Ancient Assyria, Medea, Persia, and Greece
English 241 Spring 09

Information to know:

Fertile Crescent: refers to an ancient area of fertile soil and important rivers stretching in an arc from the Nile to the Tigris and Euphrates. It covers Israel, Lebanon, Jordan, Syria, and Iraq. The Mediterranean in on the outside edge of the arc. To the south of the arc is the Arabian Desert. On the east, the fertile crescent extends to the Persian Gulf. This corresponds with where Iranian, African, and Arabian tectonic plates meet.

Assyria in prominence 8th Century BCE, roughly Northern Iraq

Cruel, barbaric, used policy of emptying conqured lands and replacing with Assyrians

Chief King: Sargon the Great

Wealth from slaves got from war, and horses got from mountainous tribal peoples, made up of Medians—people who were Aryans, unlike the Assyrians. They had stud farms in the mountains, raised the best horses. Assyrian cavalry renowned.

1.  Khorasan Road: begins in the Assyrian realm of Babylon, moves over the Zagros mountains to Ecbatana, home of the Medes, then NNE out towards the Caspian Sea, into Bactria, and into the East. Ancient trade route. Assyrians taxed anything that touched it.

2.  Nineveh: Capitol of the Assyrians

3.  Babylon: Assyrian then Median then Persian city of power in Mesopotamia, between slow Tigris and fast flowing Euphrates.

Medes

615 BCE Medes revolt against cruel Sargon, and surprisingly defeat them, because Medes tought.

Chief King: Astyages.

Medean capital: Ecbatana, in the mountains, “assembly point”

Medians have the Magi…

Astyages, like Sargon before him, expanded, east and west.

610 BCE, Astyages and Medes extended East, through destroyed Assyria and Syria

585 BCE, Fought the Lydians up against the Aegean Sea, to the East. Truce to divide realms at the Halys River.

Headed West into unknowns worlds, and south, where, like the Assyrians before them, they fought a tribe knowns as the Parsua.

Astyages superstitious, bad dreams: his daughter has vine growing from womb that overtakes all of his land—so he marries her off quickly to a prince of the unknown little Parsua tribe. But she reproduces, and Astyages orders the child, Cyrus, killed.

> _Required task 1_: In the rows starting at the line containing "of the black" and ending at the last line of the rows, replace "alloy wheel" with "steel rim". Leave everything else unchanged.

> _Materials provided_:
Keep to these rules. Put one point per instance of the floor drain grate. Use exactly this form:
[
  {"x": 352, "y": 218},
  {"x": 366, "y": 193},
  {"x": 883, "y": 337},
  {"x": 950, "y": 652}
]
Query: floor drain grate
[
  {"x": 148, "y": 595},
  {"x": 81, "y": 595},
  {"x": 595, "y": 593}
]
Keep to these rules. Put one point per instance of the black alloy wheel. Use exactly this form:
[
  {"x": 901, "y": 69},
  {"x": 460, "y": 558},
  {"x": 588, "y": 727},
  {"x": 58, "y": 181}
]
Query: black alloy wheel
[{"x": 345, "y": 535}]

> _Required task 2_: In the notes on ancient Assyria, Medea, Persia, and Greece, what city is named as the Medean capital?

> _Correct response 1_:
Keep to these rules. Put one point per instance of the black steel rim. Use exactly this form:
[
  {"x": 901, "y": 69},
  {"x": 460, "y": 558},
  {"x": 588, "y": 727},
  {"x": 58, "y": 181}
]
Query: black steel rim
[{"x": 345, "y": 535}]

> _Correct response 2_: Ecbatana